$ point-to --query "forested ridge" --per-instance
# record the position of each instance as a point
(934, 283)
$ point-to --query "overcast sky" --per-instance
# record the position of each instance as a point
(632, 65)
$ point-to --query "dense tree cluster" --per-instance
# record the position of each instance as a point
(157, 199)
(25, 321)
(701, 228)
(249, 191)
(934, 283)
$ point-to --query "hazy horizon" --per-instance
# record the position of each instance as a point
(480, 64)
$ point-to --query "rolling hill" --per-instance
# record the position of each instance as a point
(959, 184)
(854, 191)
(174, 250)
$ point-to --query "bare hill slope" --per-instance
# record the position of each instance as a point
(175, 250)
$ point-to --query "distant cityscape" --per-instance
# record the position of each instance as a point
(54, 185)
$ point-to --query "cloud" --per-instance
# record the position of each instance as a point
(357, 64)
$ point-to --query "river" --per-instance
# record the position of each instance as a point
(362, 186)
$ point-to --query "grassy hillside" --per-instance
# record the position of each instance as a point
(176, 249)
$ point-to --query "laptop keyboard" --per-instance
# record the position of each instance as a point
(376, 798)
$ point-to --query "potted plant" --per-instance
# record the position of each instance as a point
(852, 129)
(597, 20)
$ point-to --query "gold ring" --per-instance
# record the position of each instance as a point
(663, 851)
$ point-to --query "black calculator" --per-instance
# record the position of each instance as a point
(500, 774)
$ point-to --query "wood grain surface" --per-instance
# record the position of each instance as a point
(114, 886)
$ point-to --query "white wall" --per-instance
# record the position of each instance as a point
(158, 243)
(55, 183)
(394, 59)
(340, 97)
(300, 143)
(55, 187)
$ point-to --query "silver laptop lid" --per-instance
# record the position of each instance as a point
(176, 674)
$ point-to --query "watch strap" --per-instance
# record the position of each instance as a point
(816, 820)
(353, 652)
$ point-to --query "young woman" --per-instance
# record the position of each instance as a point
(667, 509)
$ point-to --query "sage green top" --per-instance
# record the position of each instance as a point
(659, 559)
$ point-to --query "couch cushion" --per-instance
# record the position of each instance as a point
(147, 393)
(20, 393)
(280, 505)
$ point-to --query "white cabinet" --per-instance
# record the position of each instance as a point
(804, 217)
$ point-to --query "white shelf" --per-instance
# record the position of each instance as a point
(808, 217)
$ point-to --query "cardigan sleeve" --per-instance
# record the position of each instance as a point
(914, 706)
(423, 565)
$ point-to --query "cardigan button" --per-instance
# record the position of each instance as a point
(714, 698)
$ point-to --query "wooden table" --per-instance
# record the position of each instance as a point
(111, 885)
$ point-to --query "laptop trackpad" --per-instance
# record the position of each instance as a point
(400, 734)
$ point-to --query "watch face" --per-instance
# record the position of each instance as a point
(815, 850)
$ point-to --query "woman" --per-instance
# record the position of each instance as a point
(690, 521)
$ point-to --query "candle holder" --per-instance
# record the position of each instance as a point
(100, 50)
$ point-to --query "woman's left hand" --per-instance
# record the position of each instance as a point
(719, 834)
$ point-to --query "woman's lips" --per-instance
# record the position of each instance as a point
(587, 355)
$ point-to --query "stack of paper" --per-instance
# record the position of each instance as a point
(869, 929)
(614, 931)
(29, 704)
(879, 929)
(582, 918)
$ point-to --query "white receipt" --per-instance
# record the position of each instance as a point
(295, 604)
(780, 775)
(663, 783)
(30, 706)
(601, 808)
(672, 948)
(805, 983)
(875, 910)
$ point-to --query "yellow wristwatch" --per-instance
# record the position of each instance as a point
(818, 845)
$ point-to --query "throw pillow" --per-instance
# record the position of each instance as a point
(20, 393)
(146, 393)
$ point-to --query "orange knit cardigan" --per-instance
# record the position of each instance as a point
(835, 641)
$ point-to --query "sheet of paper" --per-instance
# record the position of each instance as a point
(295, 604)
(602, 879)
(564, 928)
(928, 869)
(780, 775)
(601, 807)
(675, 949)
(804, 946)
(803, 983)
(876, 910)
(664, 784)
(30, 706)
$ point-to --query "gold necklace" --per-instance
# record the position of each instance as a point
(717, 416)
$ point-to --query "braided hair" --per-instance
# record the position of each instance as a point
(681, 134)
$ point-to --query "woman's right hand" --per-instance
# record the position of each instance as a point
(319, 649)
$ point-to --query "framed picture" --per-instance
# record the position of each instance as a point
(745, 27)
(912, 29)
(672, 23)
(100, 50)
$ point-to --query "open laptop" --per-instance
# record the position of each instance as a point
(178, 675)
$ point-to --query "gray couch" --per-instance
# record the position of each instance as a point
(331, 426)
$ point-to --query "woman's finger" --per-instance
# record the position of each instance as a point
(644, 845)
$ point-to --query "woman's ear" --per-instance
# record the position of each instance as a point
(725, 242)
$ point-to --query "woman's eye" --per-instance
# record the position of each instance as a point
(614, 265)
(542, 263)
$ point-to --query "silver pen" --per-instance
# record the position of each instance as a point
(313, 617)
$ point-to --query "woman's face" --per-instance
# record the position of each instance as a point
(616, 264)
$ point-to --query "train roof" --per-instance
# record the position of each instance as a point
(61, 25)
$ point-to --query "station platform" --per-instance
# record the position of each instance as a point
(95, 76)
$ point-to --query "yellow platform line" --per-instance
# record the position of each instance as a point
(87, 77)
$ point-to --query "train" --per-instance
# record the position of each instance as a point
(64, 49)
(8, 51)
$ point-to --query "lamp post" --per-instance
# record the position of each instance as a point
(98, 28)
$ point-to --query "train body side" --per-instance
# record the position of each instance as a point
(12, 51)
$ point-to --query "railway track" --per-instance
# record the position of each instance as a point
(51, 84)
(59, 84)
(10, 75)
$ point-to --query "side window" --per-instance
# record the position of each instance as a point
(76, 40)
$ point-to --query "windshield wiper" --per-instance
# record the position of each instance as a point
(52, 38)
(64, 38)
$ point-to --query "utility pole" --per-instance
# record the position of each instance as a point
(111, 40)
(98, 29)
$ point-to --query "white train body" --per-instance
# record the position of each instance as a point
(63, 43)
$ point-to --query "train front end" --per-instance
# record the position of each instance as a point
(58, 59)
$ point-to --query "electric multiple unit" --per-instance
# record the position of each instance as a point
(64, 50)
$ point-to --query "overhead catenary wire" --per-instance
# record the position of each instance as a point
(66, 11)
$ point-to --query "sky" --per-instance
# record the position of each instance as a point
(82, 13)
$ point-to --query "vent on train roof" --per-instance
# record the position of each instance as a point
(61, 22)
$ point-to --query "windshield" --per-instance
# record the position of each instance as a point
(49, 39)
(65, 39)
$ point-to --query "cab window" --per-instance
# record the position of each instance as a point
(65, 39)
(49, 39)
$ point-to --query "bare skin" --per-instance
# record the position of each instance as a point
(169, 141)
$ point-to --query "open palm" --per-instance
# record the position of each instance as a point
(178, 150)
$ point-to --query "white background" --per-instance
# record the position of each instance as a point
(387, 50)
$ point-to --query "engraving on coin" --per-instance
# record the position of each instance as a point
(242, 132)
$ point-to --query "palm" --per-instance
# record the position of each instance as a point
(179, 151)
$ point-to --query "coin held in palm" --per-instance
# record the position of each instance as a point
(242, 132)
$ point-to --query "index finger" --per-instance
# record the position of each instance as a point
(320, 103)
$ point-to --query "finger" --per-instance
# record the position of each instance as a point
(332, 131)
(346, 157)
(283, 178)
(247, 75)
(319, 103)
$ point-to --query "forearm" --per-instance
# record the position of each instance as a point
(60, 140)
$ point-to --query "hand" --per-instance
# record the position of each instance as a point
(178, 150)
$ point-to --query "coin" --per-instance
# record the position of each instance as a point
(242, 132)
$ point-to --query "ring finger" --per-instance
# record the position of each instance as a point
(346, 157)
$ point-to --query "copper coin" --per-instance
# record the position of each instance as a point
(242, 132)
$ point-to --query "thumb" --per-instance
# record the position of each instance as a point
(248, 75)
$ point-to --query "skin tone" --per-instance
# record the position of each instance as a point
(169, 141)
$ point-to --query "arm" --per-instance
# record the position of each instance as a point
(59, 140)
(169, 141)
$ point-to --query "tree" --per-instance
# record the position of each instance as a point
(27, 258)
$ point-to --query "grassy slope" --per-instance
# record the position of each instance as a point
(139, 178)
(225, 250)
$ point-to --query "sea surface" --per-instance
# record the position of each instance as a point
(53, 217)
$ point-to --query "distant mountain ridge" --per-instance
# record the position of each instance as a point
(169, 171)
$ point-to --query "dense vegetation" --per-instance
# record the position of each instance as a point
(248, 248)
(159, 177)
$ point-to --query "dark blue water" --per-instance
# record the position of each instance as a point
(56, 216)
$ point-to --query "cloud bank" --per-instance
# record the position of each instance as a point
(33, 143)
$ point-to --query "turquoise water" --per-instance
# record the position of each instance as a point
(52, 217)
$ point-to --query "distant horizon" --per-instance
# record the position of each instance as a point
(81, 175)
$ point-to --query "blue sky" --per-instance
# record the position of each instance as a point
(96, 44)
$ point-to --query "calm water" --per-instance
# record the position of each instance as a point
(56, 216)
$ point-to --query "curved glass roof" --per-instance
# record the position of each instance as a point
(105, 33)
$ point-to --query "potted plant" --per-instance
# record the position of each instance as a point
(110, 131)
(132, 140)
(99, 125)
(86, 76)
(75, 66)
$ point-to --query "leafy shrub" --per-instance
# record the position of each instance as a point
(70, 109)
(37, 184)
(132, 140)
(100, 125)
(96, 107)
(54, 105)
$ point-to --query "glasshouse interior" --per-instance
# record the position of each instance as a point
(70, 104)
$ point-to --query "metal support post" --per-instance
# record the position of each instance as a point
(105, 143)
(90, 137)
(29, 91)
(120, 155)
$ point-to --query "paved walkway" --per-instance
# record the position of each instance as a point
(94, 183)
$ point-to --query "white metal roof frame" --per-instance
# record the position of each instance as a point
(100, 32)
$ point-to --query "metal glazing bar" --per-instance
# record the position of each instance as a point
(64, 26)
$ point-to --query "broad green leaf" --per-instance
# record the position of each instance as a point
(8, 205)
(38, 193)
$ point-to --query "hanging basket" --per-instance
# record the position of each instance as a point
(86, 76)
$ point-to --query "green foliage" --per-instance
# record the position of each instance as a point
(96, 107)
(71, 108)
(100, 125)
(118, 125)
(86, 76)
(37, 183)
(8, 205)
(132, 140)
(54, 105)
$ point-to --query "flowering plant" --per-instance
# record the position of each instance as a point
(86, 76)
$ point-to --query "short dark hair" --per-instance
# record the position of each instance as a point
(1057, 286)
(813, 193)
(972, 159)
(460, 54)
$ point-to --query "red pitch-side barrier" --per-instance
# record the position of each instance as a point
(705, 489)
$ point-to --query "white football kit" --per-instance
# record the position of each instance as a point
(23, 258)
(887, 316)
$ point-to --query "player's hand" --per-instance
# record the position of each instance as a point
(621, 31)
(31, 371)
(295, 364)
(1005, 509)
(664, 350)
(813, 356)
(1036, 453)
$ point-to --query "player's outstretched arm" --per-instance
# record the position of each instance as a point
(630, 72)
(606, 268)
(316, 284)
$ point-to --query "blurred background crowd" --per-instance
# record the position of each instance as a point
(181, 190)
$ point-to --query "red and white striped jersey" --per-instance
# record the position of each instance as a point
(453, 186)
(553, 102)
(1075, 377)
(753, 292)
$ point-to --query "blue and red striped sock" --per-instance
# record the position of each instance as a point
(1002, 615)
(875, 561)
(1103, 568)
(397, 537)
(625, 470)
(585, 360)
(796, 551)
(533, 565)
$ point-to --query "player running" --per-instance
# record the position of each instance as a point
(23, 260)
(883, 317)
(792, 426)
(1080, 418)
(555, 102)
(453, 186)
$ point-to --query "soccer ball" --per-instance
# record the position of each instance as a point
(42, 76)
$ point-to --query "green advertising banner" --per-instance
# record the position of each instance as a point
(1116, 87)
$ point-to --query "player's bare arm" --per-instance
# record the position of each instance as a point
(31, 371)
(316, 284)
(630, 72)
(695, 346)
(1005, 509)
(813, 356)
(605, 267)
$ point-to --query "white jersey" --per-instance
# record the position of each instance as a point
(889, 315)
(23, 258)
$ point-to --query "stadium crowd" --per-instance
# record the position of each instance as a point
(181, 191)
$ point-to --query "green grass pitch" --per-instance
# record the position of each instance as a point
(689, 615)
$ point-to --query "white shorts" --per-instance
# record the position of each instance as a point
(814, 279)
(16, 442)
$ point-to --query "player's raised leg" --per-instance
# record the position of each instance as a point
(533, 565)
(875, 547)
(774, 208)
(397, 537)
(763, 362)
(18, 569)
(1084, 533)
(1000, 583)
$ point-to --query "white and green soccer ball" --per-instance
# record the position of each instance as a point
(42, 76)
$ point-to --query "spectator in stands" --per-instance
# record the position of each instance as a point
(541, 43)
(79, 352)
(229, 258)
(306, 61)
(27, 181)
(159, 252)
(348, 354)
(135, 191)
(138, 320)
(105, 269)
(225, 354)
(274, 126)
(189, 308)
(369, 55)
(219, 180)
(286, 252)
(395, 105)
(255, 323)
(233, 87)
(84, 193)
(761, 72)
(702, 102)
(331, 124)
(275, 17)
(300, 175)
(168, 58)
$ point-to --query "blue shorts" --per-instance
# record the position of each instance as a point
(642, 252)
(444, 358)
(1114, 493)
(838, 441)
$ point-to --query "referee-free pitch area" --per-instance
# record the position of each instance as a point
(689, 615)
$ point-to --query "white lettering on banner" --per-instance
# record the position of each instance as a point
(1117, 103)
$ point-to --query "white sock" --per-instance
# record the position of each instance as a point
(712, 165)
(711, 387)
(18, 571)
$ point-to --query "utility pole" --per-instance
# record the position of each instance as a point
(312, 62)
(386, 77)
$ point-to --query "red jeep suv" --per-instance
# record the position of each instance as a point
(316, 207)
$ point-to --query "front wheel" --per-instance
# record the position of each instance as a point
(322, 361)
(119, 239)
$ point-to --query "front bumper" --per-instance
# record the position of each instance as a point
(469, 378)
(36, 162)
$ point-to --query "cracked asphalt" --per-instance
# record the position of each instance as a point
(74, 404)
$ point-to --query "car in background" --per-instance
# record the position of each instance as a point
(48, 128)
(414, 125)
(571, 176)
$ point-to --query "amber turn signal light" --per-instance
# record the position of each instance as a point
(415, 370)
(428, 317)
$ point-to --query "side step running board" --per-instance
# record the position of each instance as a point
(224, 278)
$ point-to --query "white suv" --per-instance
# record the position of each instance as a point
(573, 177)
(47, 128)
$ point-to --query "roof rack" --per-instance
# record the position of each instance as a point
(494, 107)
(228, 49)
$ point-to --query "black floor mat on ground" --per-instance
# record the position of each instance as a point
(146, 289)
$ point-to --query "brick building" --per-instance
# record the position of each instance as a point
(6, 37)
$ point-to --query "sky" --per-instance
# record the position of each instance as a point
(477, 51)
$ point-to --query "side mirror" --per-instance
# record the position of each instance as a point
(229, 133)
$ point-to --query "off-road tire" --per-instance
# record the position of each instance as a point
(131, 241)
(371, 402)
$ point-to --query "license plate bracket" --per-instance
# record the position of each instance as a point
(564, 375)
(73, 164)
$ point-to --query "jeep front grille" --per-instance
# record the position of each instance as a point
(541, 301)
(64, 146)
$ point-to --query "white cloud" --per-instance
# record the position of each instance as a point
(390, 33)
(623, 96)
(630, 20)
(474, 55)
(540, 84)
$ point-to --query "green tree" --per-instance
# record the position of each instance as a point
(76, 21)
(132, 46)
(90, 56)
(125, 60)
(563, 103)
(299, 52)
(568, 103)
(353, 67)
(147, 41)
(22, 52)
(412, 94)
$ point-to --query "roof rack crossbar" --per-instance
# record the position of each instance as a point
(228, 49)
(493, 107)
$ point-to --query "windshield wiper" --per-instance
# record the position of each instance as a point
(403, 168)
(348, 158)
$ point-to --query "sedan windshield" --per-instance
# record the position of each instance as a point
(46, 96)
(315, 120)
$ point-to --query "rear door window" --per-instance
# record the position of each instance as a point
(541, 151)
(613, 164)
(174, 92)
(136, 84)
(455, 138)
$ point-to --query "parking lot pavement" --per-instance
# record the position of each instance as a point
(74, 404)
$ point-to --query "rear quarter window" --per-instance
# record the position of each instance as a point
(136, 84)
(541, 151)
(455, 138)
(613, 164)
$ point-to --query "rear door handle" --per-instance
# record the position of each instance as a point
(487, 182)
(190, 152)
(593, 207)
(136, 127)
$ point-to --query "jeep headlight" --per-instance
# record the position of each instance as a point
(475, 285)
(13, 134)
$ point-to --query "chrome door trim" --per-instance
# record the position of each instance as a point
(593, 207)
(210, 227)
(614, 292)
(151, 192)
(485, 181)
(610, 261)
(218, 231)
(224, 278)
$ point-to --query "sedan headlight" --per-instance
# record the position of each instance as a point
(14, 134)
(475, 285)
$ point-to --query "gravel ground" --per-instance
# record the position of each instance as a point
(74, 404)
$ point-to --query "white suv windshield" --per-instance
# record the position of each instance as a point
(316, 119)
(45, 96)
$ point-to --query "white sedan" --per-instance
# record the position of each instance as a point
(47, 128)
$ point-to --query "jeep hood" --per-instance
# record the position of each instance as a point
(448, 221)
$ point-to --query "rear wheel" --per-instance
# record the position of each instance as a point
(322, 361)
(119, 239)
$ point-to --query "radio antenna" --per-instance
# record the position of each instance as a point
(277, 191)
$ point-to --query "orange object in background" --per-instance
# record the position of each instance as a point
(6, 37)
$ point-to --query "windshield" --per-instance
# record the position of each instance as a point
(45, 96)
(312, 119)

• Written request: Count how many lines in the listing above contain the word "couch", and reply with that number alone.

• Correct output: 2